• DATASET EXCERPTS:
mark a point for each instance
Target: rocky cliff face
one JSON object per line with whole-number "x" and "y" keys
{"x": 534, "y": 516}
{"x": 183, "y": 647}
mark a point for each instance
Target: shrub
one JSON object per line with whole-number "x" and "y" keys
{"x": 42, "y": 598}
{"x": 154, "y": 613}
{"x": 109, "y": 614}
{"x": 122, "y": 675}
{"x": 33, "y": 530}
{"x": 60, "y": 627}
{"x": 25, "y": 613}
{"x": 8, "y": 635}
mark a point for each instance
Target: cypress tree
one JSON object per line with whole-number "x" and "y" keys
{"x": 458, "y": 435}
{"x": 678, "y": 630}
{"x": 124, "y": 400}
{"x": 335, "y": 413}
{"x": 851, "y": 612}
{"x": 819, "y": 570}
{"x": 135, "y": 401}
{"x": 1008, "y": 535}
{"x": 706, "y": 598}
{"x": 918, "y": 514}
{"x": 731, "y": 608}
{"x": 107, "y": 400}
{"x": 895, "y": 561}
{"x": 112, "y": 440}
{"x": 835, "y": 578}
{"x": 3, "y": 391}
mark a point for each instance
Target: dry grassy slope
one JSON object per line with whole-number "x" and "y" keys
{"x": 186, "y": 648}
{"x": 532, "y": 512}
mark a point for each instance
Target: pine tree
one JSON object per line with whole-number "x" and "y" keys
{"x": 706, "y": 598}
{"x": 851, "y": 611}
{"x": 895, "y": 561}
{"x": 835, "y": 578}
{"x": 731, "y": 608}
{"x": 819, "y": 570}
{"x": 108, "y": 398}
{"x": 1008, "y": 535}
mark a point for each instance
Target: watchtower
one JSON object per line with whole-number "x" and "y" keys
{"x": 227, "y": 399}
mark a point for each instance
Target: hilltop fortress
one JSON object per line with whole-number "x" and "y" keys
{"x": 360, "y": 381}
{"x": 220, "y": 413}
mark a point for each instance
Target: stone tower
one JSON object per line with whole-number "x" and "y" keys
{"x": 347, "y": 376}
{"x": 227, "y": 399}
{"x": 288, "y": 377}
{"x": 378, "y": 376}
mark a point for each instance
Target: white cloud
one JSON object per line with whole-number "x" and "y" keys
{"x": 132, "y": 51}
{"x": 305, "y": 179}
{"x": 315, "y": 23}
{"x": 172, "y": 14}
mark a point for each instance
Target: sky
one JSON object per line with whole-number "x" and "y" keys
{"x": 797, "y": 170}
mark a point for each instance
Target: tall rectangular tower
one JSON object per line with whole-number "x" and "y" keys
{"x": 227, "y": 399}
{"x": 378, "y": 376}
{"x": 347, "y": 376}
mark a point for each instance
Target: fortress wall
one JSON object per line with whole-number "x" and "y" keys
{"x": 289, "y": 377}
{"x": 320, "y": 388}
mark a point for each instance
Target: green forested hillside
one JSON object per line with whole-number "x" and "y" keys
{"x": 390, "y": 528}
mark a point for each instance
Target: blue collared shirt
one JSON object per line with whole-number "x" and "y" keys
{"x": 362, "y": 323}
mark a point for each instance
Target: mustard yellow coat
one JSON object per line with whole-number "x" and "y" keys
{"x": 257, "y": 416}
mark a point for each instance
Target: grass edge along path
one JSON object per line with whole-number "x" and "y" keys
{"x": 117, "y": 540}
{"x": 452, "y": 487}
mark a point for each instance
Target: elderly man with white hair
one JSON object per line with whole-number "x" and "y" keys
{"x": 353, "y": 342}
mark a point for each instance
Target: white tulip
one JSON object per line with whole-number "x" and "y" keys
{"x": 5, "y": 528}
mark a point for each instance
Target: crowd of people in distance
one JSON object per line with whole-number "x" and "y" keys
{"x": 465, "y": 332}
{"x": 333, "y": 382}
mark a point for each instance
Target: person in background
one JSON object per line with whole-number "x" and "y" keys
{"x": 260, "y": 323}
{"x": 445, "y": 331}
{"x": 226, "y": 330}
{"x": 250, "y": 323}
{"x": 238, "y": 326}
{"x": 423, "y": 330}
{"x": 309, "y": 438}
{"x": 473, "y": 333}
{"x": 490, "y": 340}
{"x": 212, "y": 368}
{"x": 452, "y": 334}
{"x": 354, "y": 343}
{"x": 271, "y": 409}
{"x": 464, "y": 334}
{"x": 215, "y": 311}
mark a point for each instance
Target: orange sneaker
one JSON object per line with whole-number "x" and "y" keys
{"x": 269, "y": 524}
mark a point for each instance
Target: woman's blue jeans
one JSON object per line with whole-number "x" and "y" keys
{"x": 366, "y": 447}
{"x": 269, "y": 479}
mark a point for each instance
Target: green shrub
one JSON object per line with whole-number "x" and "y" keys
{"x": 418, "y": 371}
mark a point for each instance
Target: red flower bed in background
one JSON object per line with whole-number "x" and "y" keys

• TASK: Nothing should be left out: repeat all of the data exactly.

• TASK ANSWER:
mark a point for each instance
Target: rocky cliff face
one JSON object per line with whole-number "x" and "y" keys
{"x": 534, "y": 516}
{"x": 183, "y": 647}
mark a point for each instance
Target: shrub
one JSON object per line with whole-number "x" and "y" keys
{"x": 42, "y": 598}
{"x": 154, "y": 613}
{"x": 109, "y": 614}
{"x": 122, "y": 675}
{"x": 33, "y": 530}
{"x": 60, "y": 627}
{"x": 25, "y": 613}
{"x": 8, "y": 635}
mark a point for each instance
Target: cypress tree
one JSON object per line with whole-number "x" and "y" keys
{"x": 458, "y": 435}
{"x": 678, "y": 630}
{"x": 124, "y": 400}
{"x": 335, "y": 413}
{"x": 851, "y": 612}
{"x": 819, "y": 570}
{"x": 135, "y": 401}
{"x": 1008, "y": 535}
{"x": 706, "y": 598}
{"x": 918, "y": 514}
{"x": 731, "y": 608}
{"x": 107, "y": 400}
{"x": 895, "y": 561}
{"x": 112, "y": 440}
{"x": 835, "y": 578}
{"x": 3, "y": 391}
mark a point for each instance
Target: dry grassy slope
one JSON object per line with whole-number "x" and "y" keys
{"x": 186, "y": 648}
{"x": 532, "y": 512}
mark a point for each instance
Target: pine tree
one JSON object per line with whole-number "x" and "y" keys
{"x": 706, "y": 598}
{"x": 851, "y": 611}
{"x": 895, "y": 561}
{"x": 835, "y": 578}
{"x": 731, "y": 608}
{"x": 819, "y": 570}
{"x": 108, "y": 398}
{"x": 1008, "y": 535}
mark a point for each instance
Target: watchtower
one JSON object per line with whole-number "x" and "y" keys
{"x": 227, "y": 399}
mark a point for each instance
Target: hilltop fortress
one JSON object per line with whole-number "x" and "y" keys
{"x": 360, "y": 381}
{"x": 220, "y": 413}
mark a point for each instance
Target: stone tower
one JSON object per line with whole-number "x" and "y" keys
{"x": 347, "y": 376}
{"x": 227, "y": 399}
{"x": 288, "y": 377}
{"x": 378, "y": 376}
mark a point for each instance
Target: white cloud
one JSON object per line with whole-number "x" and "y" keys
{"x": 132, "y": 51}
{"x": 305, "y": 179}
{"x": 315, "y": 23}
{"x": 172, "y": 14}
mark a point for each instance
Target: sky
one JSON object per line with whole-number "x" and "y" keys
{"x": 797, "y": 170}
mark a point for each instance
Target: tall rectangular tower
one JSON object per line with whole-number "x" and "y" keys
{"x": 227, "y": 399}
{"x": 378, "y": 376}
{"x": 347, "y": 376}
mark a point for each instance
Target: fortress wall
one JSON object per line with whole-number "x" and "y" keys
{"x": 289, "y": 377}
{"x": 320, "y": 388}
mark a point for each instance
Target: green forested hillside
one JSON object per line with whole-number "x" and "y" keys
{"x": 390, "y": 528}
mark a point for each instance
Target: blue collared shirt
one JSON object per line with whole-number "x" and "y" keys
{"x": 362, "y": 323}
mark a point for each instance
Target: mustard yellow coat
one JSON object per line with whole-number "x" and "y" keys
{"x": 257, "y": 416}
mark a point for each instance
Target: grass edge along path
one JSON object per line with whole-number "x" and "y" keys
{"x": 117, "y": 540}
{"x": 452, "y": 487}
mark a point for each instance
Target: elderly man with white hair
one JSON object per line with whole-number "x" and "y" keys
{"x": 353, "y": 342}
mark a point for each instance
Target: white tulip
one JSON object per line with whole-number "x" and "y" keys
{"x": 5, "y": 528}
mark a point for each instance
Target: crowd of people in distance
one JSON object per line with whole-number "x" and "y" keys
{"x": 465, "y": 332}
{"x": 333, "y": 382}
mark a point for each instance
Target: person in background
one JSON object per line with whole-number "x" and "y" keys
{"x": 260, "y": 323}
{"x": 445, "y": 331}
{"x": 226, "y": 330}
{"x": 250, "y": 323}
{"x": 238, "y": 326}
{"x": 423, "y": 330}
{"x": 309, "y": 438}
{"x": 473, "y": 333}
{"x": 490, "y": 340}
{"x": 212, "y": 368}
{"x": 452, "y": 334}
{"x": 354, "y": 343}
{"x": 271, "y": 409}
{"x": 464, "y": 334}
{"x": 215, "y": 311}
mark a point for each instance
Target: orange sneaker
one JSON object per line with whole-number "x" and "y" keys
{"x": 269, "y": 524}
mark a point for each instance
Target: woman's blue jeans
one JSON object per line with whole-number "x" and "y" keys
{"x": 366, "y": 447}
{"x": 269, "y": 479}
mark a point for each instance
Target: green shrub
one JSON object per line with whole-number "x" and "y" keys
{"x": 418, "y": 371}
mark a point for each instance
Target: red flower bed in background
one JSON object per line with whole-number "x" and "y" keys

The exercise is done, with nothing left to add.